Once you find the line with "Task: place a pin on each instance of the car windshield." in the entries below, return exactly every line from it through the line with "Task: place a pin on each instance of the headlight".

BEGIN Provided material

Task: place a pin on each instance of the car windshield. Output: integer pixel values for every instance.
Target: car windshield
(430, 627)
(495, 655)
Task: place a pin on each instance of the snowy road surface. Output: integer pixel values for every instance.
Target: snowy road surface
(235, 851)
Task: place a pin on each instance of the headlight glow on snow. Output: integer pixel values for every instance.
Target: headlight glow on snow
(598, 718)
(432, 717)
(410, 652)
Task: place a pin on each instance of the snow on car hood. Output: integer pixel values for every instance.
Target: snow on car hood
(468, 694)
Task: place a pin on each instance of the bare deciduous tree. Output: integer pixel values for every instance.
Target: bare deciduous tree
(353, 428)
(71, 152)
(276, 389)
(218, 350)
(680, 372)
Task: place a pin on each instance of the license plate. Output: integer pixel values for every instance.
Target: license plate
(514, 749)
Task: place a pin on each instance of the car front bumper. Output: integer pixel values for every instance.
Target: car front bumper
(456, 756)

END Provided material
BEGIN Provided material

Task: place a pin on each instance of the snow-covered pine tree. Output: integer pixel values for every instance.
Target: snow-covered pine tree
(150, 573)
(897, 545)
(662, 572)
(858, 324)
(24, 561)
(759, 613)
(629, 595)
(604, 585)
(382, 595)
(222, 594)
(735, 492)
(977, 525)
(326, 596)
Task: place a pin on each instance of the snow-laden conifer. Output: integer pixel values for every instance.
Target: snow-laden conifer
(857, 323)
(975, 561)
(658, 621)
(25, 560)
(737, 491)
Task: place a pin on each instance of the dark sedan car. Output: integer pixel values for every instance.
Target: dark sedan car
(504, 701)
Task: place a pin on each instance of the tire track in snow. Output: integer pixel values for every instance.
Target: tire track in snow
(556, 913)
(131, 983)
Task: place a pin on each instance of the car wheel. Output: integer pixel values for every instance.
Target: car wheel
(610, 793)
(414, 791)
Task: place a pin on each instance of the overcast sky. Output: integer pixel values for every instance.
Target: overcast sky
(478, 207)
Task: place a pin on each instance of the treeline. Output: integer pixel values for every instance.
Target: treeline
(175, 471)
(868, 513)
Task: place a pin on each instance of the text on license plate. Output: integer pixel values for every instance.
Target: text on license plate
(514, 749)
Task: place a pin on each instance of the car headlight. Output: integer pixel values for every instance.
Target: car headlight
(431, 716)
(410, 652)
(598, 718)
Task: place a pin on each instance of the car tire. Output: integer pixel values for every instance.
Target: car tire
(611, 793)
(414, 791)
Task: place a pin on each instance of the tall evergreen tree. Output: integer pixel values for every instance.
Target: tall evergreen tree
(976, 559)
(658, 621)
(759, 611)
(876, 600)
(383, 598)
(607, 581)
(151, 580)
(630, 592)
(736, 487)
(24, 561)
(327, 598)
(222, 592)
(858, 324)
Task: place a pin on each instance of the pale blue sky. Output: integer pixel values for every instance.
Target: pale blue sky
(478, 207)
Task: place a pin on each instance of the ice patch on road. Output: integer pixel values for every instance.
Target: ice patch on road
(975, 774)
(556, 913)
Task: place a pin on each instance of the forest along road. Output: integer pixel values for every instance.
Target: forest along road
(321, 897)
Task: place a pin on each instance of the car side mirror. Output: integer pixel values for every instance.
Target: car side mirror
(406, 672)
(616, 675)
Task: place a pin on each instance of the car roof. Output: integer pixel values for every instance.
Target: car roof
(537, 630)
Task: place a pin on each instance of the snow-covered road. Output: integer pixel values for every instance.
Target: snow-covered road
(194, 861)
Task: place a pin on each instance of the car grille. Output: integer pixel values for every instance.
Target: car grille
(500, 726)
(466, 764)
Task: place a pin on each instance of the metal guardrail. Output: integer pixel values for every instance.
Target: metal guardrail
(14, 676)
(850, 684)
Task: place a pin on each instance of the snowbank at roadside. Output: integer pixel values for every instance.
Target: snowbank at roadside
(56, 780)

END Provided material

> Completed exercise:
Task: place a pin on each instance of the car windshield. Output: integer pixel values for every instance.
Target: car windshield
(430, 627)
(495, 655)
Task: place a pin on each instance of the snowy road surface. Output: integer pixel values for every instance.
Target: snowy road surface
(235, 851)
Task: place a pin on each instance of the headlight glow on snow. Output: integer pixel values for every instance.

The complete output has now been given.